*ENTRIES PROVIDED*:

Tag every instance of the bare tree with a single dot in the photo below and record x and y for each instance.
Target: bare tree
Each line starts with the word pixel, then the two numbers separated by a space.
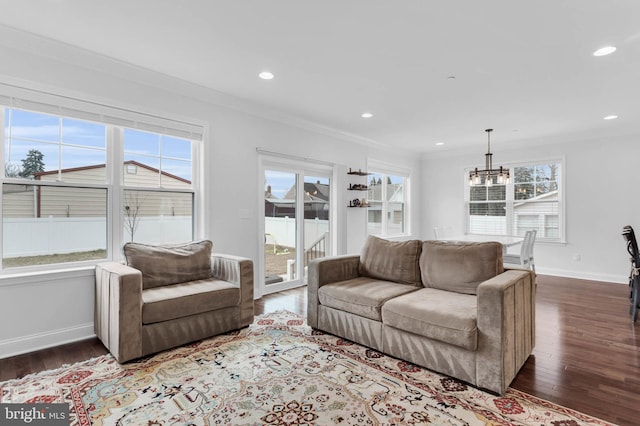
pixel 133 202
pixel 12 170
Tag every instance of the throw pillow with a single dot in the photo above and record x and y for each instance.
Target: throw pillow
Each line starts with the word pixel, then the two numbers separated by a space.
pixel 170 264
pixel 396 261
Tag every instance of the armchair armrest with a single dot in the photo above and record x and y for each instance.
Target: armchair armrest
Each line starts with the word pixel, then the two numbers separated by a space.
pixel 506 327
pixel 239 271
pixel 118 309
pixel 324 271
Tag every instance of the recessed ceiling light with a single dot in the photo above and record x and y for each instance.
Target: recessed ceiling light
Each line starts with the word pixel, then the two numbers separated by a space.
pixel 607 50
pixel 266 75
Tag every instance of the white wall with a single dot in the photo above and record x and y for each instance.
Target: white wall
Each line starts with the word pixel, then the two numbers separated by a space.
pixel 601 196
pixel 52 308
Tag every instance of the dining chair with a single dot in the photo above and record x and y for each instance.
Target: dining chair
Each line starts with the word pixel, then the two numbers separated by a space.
pixel 525 258
pixel 443 232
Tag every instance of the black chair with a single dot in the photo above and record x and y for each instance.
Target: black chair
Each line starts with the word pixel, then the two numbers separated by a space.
pixel 634 277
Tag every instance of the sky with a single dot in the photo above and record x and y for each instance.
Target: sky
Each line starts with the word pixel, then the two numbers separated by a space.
pixel 68 143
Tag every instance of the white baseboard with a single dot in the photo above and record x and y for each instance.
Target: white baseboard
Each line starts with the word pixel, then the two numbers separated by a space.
pixel 587 275
pixel 35 342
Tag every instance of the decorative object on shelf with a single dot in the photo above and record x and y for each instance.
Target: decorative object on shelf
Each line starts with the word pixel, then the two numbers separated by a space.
pixel 359 172
pixel 358 187
pixel 502 174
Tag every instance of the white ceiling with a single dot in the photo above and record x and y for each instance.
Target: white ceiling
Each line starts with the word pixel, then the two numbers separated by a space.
pixel 524 68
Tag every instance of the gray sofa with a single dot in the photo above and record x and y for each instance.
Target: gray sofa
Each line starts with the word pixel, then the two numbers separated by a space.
pixel 449 307
pixel 166 296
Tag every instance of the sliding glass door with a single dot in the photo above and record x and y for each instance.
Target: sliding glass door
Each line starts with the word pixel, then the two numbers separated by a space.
pixel 297 206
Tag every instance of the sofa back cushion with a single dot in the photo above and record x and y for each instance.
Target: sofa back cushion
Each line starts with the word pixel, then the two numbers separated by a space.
pixel 170 264
pixel 459 267
pixel 396 261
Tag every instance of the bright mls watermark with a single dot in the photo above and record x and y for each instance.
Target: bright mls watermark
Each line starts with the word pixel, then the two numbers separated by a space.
pixel 34 414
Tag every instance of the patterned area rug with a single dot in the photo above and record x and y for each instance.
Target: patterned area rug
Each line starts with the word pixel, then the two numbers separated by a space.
pixel 276 372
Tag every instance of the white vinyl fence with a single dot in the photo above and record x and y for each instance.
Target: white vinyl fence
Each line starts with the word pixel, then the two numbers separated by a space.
pixel 57 235
pixel 283 230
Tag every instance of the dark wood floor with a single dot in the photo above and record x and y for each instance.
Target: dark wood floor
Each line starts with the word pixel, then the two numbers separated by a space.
pixel 587 354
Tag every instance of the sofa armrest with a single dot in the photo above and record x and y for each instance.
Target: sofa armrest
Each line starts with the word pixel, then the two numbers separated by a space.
pixel 118 309
pixel 506 327
pixel 327 270
pixel 239 271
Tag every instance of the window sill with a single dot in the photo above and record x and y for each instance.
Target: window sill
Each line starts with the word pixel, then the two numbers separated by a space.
pixel 32 277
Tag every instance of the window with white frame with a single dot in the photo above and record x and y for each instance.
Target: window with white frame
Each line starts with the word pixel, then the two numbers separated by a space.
pixel 76 182
pixel 532 200
pixel 387 198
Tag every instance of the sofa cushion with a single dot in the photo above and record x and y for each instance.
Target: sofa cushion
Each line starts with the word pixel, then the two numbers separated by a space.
pixel 459 267
pixel 361 296
pixel 396 261
pixel 184 299
pixel 436 314
pixel 170 264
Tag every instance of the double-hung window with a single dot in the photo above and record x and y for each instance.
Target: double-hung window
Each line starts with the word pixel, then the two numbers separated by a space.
pixel 77 183
pixel 532 200
pixel 388 200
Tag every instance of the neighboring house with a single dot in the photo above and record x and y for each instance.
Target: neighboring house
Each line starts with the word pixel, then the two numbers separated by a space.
pixel 395 197
pixel 28 201
pixel 540 213
pixel 316 202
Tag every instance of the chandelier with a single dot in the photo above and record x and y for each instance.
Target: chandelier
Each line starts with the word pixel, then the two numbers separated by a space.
pixel 501 175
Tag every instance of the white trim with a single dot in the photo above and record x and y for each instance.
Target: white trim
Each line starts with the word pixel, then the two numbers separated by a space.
pixel 36 342
pixel 31 277
pixel 591 276
pixel 301 167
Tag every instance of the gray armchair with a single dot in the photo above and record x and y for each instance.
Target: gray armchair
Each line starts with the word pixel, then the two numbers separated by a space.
pixel 166 296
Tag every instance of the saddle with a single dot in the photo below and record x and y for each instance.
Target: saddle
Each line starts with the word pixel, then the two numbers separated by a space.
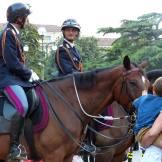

*ASSIGNED TASK*: Please transcribe the whole listing above exactly, with the images left out.

*ANSWER FOR THIS EXERCISE*:
Tag every instance of the bare tree with a single dot in the photo below and record x and y for each instance.
Target: bare tree
Each line starts with the word pixel, then the two numbers separated by a space.
pixel 133 202
pixel 12 170
Tag every instance of the throw pillow with a single dot in the photo above and record x and y for each instance.
Target: throw pillow
Each line starts with the word pixel, then the two numbers separated by a space.
pixel 170 264
pixel 396 261
Tag every instance of the armchair armrest with a single dot in the photo above and record x and y for each instance.
Target: armchair armrest
Each line starts with the word pixel, then the two numbers separated by a space.
pixel 506 327
pixel 239 271
pixel 118 309
pixel 324 271
Tag every instance of the recessed ceiling light with a single dot in the photo above and record x and y for each instance.
Target: recessed ceiling light
Each line starts with the word pixel, then the two numbers separated by a space.
pixel 607 50
pixel 266 75
Tag every instance of the white wall with a single dot in the photo above and record x and y for each instance.
Target: white wall
Each line starts with the word pixel, then the two numbers separated by a space.
pixel 601 196
pixel 52 308
Tag every instance of the dining chair with a single dot in the photo above and record x and y for each instance.
Target: dining chair
Each line starts with the word pixel, then the two numbers separated by a space.
pixel 525 258
pixel 443 232
Tag every instance of the black chair with a single dot in the photo above and record x and y for each instance.
Target: black chair
Each line starts with the word pixel, then the two numbers separated by a space.
pixel 634 277
Tag every instance of the sky with a single dot in the photo above and record x and y for each instance.
Target: sky
Each line starts with the word pixel, then the two numbers separated by a space.
pixel 68 143
Tag every instance of the white baseboard with a single dot in the photo above and record x and y for each instance.
Target: white baseboard
Each line starts with the word pixel, then the two numbers separated by a space.
pixel 587 275
pixel 35 342
Tag every instance of the decorative object on shelf with a single dot in the photo above and record x and y for each instance.
Target: decorative object on shelf
Each line starts with the word pixel, then the two numbers separated by a space.
pixel 359 172
pixel 358 187
pixel 502 174
Tag every instance of the white ceiling with a single dot in the photo above and record x and y for each instance.
Target: white ceiling
Each line starts with the word pixel, then the two numbers separated by a space.
pixel 524 68
Tag every instance of the gray sofa with a single dot in the photo above and record x and y for each instance.
Target: gray sofa
Each line starts with the word pixel, then the two numbers separated by a space.
pixel 449 307
pixel 166 296
Tag every instance of the sliding glass door with a single dot in the photo above and record x and y for each instance.
Target: sliding glass door
Each line starts with the word pixel, then the two numbers separated by a space.
pixel 297 206
Tag every instance of the sofa back cushion with a single dot in the photo above and record x and y for each instance.
Target: sofa back cushion
Each line starts with the word pixel, then the two numbers separated by a space.
pixel 170 264
pixel 459 267
pixel 396 261
Tag every instance of the bright mls watermark with a single dot in the photo above and record x and y for each instance.
Target: bright mls watermark
Each line starts with the word pixel, then the two numbers separated by a space.
pixel 34 414
Tag every instance of the patterned area rug with a single dot in the photo above and record x and y for each instance.
Target: patterned area rug
Each line starts with the word pixel, then the two numbers separated by a space.
pixel 276 372
Tag every instance of the white vinyl fence with a single dot in the photo above and record x and y for each instance.
Target: white vinyl fence
Each line starts with the word pixel, then the two numbers separated by a space.
pixel 57 235
pixel 283 230
Tag every instance of the dark wood floor with a single dot in the photo above and record x and y for each instance.
Target: dark wood floor
Each line starts with the word pixel, then the two numbers separated by a space.
pixel 587 354
Tag every instance of the sofa armrest with a single dot in the photo above and record x and y for each instance.
Target: sofa armrest
Each line starts with the word pixel, then the two numbers separated by a space.
pixel 118 309
pixel 506 327
pixel 327 270
pixel 239 271
Tag every instance of the window sill with a single dot in the photo above and record x and y for each instance.
Target: window sill
Each line starts with the word pixel, then the two numbers separated by a space.
pixel 32 277
Tag every instance of the window with white frame with a single dot in the photo above and record x and y for each instance.
Target: window with white frame
Each line starts with the word pixel, then the two numbers separated by a space.
pixel 76 182
pixel 532 200
pixel 387 198
Tag every instance of the sofa cushion with a single dot in the photo above and record x and y for each instance.
Target: sofa cushion
Each line starts with the word pixel, then the two numbers separated by a space.
pixel 459 267
pixel 361 296
pixel 396 261
pixel 184 299
pixel 436 314
pixel 170 264
Tag every instance of the double-hung window with a single dot in the photo above and record x and y for each instance.
Target: double-hung window
Each line starts with the word pixel, then the two numbers separated by a space.
pixel 77 183
pixel 532 200
pixel 388 200
Tag every instance of the neighboring house with a single dot in the photo above and record x and y for each instance.
Target: neighboring house
Each line starts with the word pixel, then the two numbers separated by a space.
pixel 395 197
pixel 28 201
pixel 540 213
pixel 316 202
Tag every instance of the chandelier with a single dot in the photo above and record x and y for each instance.
Target: chandelier
Each line starts with the word pixel, then the two numbers separated by a space.
pixel 501 175
Tag every instance of the white trim with a single dot in the photo above and record x and y for each instance.
Target: white trim
Each line starts with the word pixel, then the two numbers separated by a space.
pixel 36 342
pixel 31 277
pixel 591 276
pixel 301 167
Tag every instance of the gray armchair with a single dot in the photo above and record x and y for each instance.
Target: gray armchair
Each line starts with the word pixel, then the two numbers separated by a space.
pixel 166 296
Tag every instance of the saddle with a single dot in the photo below and record x and y for each instance.
Target: saddle
Each line starts with the word pixel, then the two numbers separated by a space.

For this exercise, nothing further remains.